» The problem: Count the lines in the data below that contain the string "backpack", treating uppercase and lowercase letters as distinct. Give only the number.

» Material shown:
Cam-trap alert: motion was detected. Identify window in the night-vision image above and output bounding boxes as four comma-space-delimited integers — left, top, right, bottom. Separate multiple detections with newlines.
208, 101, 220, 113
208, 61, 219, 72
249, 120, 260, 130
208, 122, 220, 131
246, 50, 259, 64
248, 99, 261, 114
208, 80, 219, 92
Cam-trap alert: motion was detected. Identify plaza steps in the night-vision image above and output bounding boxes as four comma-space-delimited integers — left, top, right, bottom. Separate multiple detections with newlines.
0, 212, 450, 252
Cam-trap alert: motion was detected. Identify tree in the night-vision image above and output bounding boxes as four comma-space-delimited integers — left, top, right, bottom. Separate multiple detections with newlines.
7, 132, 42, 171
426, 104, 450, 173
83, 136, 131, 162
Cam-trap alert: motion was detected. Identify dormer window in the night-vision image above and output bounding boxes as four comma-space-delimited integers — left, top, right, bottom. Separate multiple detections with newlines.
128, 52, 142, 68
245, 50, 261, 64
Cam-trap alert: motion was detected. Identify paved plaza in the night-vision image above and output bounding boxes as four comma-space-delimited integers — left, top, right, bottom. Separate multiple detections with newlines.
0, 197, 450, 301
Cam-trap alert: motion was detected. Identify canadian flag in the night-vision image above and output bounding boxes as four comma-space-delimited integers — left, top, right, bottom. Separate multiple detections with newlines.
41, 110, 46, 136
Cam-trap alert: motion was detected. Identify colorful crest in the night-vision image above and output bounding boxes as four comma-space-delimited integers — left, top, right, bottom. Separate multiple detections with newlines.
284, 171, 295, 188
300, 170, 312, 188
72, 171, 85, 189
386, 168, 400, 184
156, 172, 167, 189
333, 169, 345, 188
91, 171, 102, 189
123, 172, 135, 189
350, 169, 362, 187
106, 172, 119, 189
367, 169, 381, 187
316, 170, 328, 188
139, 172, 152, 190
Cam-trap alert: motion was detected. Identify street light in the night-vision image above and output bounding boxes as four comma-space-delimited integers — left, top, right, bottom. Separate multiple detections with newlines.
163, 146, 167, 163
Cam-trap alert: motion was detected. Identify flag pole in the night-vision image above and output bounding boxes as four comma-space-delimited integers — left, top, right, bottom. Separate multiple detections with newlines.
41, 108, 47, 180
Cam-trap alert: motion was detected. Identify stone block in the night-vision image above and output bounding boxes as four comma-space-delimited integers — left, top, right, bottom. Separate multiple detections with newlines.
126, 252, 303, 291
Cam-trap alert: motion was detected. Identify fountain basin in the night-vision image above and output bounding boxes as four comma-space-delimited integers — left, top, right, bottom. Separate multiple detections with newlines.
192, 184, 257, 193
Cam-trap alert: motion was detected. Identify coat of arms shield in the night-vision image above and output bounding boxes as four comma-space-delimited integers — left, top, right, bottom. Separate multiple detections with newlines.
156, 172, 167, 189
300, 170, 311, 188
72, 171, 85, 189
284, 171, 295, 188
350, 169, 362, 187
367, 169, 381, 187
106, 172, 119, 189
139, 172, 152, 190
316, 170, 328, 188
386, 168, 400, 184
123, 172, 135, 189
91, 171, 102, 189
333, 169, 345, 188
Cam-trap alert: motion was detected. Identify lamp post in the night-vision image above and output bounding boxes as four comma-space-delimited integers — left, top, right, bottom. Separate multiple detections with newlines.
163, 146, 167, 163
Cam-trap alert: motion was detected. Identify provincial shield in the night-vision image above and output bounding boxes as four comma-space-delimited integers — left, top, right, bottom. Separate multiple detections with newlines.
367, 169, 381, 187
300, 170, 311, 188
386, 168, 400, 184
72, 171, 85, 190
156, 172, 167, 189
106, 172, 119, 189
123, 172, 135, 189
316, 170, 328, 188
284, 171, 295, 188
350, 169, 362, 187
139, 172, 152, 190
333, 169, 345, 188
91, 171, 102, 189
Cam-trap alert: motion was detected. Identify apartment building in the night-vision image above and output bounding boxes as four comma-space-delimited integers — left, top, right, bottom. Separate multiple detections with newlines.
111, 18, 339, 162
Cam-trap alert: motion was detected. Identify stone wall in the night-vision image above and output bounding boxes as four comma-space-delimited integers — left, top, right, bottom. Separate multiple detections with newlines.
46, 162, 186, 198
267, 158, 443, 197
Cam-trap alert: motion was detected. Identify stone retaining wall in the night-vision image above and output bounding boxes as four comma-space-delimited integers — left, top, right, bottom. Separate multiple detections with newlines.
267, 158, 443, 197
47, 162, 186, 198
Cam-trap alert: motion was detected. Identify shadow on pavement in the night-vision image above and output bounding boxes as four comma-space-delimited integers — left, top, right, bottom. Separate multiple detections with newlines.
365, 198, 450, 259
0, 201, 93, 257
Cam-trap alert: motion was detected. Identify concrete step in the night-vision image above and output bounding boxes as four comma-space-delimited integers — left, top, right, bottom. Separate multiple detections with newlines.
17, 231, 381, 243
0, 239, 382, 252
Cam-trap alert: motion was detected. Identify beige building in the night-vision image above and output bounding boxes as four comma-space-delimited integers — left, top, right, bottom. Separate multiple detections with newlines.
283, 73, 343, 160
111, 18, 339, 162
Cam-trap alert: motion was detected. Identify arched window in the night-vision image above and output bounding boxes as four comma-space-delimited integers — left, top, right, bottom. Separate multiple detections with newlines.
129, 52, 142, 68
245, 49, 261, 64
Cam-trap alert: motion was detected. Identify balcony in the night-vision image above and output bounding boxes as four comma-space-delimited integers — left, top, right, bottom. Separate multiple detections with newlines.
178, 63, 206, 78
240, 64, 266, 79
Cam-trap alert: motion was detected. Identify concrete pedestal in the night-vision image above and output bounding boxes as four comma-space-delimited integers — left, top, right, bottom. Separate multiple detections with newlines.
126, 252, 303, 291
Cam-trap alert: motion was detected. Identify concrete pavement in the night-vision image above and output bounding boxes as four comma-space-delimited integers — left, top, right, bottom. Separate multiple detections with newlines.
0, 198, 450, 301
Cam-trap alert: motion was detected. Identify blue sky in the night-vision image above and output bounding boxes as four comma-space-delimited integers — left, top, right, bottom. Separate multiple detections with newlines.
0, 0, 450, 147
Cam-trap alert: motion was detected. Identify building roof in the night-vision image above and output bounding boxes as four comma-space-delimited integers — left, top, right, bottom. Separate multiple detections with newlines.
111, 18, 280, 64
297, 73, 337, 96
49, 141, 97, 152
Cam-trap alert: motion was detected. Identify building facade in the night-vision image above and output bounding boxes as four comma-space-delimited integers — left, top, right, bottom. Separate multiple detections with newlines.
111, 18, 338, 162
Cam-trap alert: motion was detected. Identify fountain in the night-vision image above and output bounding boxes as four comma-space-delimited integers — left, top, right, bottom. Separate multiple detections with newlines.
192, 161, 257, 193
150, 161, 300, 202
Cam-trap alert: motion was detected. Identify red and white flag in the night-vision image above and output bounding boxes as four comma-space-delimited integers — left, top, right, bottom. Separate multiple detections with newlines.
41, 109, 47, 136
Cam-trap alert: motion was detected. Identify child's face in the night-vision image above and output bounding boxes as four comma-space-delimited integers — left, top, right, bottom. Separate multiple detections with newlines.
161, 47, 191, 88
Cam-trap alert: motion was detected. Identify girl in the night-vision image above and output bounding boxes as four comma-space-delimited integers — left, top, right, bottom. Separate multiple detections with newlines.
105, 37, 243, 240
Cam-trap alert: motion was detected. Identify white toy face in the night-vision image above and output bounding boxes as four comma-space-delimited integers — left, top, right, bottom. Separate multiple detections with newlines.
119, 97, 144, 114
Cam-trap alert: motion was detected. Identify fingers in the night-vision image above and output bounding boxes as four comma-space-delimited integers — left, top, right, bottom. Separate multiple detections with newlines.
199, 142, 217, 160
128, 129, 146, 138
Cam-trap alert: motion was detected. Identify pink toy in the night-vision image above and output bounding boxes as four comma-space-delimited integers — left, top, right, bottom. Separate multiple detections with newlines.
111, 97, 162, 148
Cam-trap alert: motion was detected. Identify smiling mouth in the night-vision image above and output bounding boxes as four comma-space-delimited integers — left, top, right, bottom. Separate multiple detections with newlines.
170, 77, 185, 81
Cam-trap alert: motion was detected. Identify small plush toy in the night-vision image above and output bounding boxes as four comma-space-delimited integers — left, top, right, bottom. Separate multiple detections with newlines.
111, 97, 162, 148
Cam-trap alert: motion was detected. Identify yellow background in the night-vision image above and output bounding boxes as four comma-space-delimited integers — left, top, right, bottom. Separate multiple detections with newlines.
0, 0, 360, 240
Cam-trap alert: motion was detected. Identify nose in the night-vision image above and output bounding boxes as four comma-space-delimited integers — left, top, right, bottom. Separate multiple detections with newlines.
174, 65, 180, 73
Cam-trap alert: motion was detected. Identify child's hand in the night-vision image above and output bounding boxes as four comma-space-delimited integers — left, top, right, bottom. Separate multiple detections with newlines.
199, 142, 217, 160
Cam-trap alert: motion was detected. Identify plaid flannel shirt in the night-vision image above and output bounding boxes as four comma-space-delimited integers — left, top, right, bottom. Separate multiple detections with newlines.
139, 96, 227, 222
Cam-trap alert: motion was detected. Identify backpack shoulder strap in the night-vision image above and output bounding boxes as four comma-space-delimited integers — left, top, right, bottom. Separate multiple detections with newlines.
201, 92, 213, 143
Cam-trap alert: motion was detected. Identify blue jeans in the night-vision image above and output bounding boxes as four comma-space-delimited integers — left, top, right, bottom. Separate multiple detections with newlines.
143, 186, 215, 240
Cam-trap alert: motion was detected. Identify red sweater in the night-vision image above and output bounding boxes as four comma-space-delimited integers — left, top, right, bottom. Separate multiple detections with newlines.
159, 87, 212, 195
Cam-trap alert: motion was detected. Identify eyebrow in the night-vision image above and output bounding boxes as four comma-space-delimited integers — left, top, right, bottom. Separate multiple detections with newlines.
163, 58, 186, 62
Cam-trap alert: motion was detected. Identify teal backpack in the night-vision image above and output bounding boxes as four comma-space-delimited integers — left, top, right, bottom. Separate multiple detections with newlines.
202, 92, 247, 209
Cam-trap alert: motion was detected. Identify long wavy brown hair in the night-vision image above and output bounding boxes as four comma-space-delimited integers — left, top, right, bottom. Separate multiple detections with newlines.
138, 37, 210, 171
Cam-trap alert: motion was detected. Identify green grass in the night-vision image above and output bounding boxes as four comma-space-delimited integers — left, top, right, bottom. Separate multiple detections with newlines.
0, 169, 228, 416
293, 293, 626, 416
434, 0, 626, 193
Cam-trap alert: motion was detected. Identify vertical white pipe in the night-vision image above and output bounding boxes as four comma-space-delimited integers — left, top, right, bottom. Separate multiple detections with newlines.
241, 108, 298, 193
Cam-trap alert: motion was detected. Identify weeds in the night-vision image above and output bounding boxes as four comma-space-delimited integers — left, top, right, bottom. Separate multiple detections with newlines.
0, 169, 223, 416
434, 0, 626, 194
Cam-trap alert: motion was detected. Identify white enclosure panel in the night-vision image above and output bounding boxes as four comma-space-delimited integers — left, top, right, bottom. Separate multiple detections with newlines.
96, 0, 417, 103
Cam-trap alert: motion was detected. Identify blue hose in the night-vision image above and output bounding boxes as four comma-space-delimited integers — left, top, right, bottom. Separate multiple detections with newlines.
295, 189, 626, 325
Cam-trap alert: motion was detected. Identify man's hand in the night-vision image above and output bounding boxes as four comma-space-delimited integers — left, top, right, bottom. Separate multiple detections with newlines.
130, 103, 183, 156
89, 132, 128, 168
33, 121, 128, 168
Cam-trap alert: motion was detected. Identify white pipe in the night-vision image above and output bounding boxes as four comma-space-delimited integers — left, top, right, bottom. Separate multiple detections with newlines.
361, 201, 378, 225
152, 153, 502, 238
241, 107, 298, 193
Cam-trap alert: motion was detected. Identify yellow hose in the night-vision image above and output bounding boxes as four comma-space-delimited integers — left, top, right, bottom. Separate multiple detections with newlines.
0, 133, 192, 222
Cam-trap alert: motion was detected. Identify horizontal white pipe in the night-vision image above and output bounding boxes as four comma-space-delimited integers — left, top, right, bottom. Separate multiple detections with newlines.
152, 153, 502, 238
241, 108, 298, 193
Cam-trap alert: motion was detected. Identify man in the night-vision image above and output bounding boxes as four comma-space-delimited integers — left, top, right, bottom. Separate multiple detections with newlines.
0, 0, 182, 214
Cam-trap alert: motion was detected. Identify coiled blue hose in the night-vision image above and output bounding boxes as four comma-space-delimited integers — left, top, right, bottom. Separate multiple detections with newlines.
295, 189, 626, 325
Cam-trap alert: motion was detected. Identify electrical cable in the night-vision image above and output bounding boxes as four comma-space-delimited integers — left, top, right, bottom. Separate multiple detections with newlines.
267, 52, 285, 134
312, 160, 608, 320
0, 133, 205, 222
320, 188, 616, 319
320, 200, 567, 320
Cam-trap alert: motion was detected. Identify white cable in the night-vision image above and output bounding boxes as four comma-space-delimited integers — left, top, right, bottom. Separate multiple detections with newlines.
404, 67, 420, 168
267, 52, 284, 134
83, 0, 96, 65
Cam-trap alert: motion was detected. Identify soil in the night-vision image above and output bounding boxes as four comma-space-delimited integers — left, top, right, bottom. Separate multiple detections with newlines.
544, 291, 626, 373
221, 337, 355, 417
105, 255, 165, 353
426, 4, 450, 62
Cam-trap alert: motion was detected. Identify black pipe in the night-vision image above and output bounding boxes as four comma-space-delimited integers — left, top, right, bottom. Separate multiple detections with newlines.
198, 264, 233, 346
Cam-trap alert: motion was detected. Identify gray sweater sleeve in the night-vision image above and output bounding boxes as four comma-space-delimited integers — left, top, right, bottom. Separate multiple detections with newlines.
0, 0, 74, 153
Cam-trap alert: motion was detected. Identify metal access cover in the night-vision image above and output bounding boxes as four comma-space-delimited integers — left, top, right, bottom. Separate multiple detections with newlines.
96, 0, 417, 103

» Task result: 2